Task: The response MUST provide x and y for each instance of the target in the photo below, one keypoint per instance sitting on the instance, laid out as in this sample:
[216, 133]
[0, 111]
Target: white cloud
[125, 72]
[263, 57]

——

• _Exercise aim_
The data above should be reproduced in full and exactly.

• _Exercise answer_
Task: The response MUST provide x and y for each instance of the target in the photo below, one keypoint per instance sitting on the instance, laid out as in this sample:
[216, 133]
[0, 111]
Target: white cloud
[125, 72]
[263, 57]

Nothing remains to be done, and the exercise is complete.